[Data — start]
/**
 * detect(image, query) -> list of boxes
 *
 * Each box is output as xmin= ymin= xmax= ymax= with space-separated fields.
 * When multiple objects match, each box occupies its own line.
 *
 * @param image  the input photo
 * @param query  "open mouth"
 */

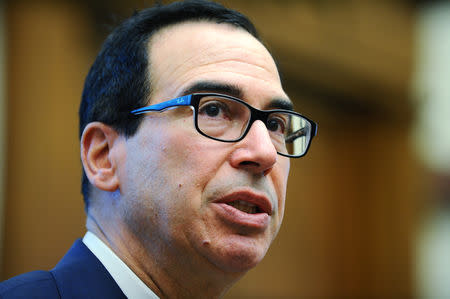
[Data — finish]
In the records, which lines use the word "image"? Report them.

 * detect(image, query) -> list of boxes
 * @param image  the input photo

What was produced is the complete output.